** TASK OBJECTIVE **
List each line of the data that holds the string "balcony".

*** Opening of LISTED ENTRIES ***

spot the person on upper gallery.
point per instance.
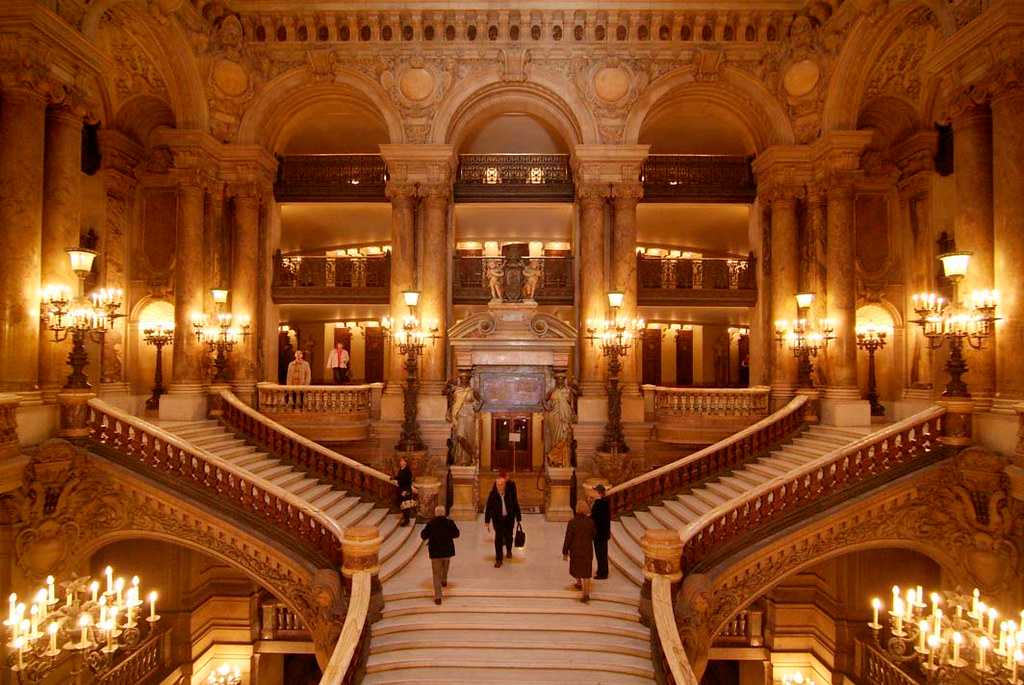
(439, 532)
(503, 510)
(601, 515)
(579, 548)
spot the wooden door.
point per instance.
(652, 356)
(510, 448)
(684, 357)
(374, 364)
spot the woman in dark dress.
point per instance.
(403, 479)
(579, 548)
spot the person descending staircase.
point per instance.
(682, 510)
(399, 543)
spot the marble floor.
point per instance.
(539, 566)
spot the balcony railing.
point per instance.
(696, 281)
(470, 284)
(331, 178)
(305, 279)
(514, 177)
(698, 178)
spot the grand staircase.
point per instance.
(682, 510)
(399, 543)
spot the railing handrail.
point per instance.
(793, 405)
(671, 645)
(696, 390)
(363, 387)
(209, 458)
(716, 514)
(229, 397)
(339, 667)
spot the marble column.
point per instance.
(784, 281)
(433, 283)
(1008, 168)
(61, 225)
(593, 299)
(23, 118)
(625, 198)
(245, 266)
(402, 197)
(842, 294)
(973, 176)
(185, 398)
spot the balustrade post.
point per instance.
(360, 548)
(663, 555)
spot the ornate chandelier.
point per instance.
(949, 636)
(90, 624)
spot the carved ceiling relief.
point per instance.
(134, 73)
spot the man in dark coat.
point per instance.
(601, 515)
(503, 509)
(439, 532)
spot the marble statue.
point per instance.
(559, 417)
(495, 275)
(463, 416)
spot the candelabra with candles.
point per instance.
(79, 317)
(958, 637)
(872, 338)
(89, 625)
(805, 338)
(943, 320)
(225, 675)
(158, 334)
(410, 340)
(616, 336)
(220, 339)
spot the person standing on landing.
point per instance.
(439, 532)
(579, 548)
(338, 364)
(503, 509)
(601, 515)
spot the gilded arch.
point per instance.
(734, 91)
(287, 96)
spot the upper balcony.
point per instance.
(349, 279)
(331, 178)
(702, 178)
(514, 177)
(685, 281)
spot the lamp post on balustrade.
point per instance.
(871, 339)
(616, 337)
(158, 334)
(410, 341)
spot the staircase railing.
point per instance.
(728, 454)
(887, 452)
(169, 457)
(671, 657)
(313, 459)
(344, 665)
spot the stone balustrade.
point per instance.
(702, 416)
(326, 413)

*** Close of LISTED ENTRIES ***

** TASK RESULT **
spot the balcony railing.
spot the upper balcony.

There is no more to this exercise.